» **REQUIRED WORK**: Using the listing, work out the number of lines where "wooden" shows up, and answer with that number alone.
++++++++
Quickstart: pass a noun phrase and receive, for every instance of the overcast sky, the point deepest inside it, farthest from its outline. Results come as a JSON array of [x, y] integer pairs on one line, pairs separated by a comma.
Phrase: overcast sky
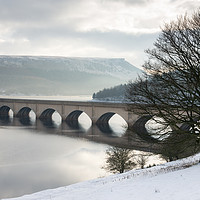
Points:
[[86, 28]]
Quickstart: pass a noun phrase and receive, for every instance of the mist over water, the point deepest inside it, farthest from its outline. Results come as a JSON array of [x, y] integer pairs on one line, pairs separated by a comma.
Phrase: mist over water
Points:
[[37, 155]]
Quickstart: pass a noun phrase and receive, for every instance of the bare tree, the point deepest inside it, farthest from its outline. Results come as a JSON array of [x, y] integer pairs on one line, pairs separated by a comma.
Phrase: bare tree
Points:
[[119, 159], [170, 86]]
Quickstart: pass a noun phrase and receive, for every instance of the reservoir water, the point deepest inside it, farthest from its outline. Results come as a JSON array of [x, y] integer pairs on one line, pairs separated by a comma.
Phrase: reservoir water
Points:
[[35, 156]]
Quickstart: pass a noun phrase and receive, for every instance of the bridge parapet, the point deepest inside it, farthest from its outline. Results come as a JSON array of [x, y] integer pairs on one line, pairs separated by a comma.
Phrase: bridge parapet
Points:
[[93, 109]]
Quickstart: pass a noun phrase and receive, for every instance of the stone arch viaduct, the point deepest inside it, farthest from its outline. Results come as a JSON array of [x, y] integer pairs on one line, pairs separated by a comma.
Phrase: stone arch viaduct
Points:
[[99, 112]]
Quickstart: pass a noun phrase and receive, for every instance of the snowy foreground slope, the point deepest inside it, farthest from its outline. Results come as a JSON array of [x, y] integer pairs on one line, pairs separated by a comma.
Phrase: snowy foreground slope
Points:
[[177, 180]]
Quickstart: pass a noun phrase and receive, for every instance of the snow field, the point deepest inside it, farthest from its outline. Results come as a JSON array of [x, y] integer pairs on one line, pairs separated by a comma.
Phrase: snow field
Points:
[[178, 180]]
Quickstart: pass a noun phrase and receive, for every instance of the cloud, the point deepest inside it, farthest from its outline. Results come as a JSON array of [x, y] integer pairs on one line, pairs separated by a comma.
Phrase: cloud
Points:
[[86, 27]]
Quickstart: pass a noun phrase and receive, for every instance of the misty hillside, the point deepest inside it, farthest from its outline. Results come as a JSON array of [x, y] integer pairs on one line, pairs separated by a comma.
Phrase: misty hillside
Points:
[[36, 75]]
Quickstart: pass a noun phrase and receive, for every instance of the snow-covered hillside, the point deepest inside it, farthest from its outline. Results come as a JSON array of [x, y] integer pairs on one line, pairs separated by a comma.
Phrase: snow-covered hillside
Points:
[[37, 75], [116, 67], [177, 180]]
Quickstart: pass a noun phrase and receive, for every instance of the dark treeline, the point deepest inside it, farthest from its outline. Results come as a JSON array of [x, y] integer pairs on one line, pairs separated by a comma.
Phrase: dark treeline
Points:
[[113, 93]]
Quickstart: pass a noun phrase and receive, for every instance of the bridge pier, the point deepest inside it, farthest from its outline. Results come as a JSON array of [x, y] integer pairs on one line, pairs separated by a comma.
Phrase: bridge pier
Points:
[[99, 112]]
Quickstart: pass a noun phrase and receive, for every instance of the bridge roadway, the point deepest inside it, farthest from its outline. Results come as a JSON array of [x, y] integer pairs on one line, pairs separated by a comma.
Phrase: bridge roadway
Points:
[[99, 112]]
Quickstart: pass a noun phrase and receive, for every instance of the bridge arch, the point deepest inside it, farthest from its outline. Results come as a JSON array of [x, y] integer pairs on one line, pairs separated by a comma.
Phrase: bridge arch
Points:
[[24, 112], [73, 120], [112, 122], [4, 111]]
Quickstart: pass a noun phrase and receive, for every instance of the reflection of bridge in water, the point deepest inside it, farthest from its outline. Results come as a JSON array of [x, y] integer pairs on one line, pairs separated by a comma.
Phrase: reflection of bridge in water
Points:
[[99, 112]]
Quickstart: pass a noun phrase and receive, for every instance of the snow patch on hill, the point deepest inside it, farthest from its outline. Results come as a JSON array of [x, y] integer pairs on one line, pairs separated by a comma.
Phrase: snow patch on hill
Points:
[[174, 180]]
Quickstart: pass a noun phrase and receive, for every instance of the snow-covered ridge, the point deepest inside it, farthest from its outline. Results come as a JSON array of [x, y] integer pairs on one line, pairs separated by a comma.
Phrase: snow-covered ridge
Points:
[[117, 67], [174, 180]]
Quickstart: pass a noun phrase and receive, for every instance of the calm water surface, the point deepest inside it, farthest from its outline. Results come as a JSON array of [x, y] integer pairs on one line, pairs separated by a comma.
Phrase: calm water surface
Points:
[[36, 156]]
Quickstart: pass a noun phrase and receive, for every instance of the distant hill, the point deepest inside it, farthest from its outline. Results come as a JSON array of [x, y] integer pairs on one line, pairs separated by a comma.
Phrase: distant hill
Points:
[[37, 75], [116, 93]]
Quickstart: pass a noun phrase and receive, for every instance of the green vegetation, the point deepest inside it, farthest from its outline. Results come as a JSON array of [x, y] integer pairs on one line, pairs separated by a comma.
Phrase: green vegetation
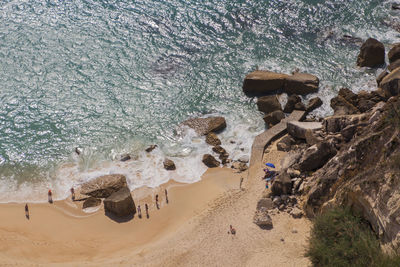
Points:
[[339, 238]]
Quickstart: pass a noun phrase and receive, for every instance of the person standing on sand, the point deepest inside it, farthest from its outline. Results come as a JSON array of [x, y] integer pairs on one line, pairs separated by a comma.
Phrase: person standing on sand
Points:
[[166, 195], [26, 211], [50, 196], [73, 194], [147, 210]]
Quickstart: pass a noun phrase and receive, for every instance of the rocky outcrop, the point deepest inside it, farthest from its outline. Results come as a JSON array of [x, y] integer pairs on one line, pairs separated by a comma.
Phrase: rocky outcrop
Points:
[[316, 156], [91, 202], [273, 118], [298, 129], [212, 139], [169, 165], [210, 161], [268, 104], [292, 101], [301, 84], [263, 82], [203, 126], [372, 54], [103, 186], [394, 53], [120, 203]]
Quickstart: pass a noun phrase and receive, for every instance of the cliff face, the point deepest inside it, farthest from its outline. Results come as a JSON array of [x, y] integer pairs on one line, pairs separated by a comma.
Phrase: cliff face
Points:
[[365, 173]]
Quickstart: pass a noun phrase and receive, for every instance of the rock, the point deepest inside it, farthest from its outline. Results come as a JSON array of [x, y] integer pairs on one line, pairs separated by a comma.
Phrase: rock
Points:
[[301, 84], [282, 184], [104, 186], [316, 156], [244, 159], [268, 104], [125, 157], [285, 143], [219, 150], [91, 202], [299, 106], [151, 148], [274, 117], [169, 165], [262, 219], [394, 53], [210, 161], [120, 203], [342, 107], [372, 53], [212, 139], [391, 82], [203, 126], [265, 203], [297, 129], [381, 76], [292, 100], [394, 65], [296, 213], [314, 103], [263, 82]]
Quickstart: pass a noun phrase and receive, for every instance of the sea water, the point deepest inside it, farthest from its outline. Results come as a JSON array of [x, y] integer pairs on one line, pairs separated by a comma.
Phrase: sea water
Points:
[[113, 77]]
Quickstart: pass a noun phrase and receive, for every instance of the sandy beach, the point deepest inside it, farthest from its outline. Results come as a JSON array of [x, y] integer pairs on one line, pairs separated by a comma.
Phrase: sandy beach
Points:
[[191, 230]]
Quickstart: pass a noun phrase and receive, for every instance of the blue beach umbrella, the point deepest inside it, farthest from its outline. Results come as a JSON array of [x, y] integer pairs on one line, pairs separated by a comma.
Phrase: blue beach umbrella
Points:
[[270, 165]]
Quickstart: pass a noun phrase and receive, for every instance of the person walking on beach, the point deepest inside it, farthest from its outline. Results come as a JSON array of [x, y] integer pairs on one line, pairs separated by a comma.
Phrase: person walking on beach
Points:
[[158, 206], [73, 194], [166, 195], [26, 211], [50, 196], [147, 210]]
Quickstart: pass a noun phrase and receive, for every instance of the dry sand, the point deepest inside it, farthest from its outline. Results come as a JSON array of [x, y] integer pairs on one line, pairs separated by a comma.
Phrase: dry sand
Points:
[[192, 230]]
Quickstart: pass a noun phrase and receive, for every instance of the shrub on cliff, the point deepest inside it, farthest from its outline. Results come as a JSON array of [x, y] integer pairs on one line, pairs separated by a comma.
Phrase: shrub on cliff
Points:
[[338, 238]]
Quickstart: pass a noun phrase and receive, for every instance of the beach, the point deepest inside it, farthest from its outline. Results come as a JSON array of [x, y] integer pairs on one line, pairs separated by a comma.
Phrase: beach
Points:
[[191, 230]]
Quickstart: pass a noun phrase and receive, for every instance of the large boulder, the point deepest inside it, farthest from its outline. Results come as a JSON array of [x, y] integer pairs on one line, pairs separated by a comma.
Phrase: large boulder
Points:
[[120, 203], [314, 103], [210, 161], [212, 139], [203, 126], [301, 84], [103, 186], [268, 104], [372, 53], [316, 156], [262, 82], [297, 129], [391, 83], [292, 101], [274, 117], [169, 165], [394, 53], [282, 184]]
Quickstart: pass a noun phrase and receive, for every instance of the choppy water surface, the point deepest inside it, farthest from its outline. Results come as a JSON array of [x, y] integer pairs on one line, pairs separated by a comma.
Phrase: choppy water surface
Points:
[[112, 77]]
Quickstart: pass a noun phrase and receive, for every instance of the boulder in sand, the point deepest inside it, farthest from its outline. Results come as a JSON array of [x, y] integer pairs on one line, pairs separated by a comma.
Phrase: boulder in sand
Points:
[[203, 126], [301, 84], [262, 82], [169, 165], [212, 139], [268, 104], [297, 129], [103, 186], [120, 203], [210, 161], [372, 53]]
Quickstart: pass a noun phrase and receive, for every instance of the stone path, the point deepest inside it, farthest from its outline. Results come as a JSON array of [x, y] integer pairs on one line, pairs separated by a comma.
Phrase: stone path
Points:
[[264, 139]]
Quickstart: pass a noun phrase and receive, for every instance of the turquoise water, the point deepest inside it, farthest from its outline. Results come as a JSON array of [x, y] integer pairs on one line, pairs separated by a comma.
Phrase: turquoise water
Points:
[[112, 77]]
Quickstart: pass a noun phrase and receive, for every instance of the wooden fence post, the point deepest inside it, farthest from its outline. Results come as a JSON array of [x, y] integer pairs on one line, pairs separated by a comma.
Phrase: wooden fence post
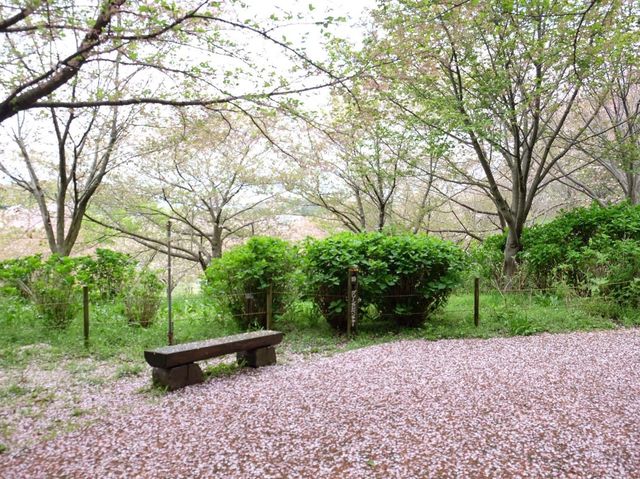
++++++++
» **SOLUTION TO THIS PROBLEM**: 2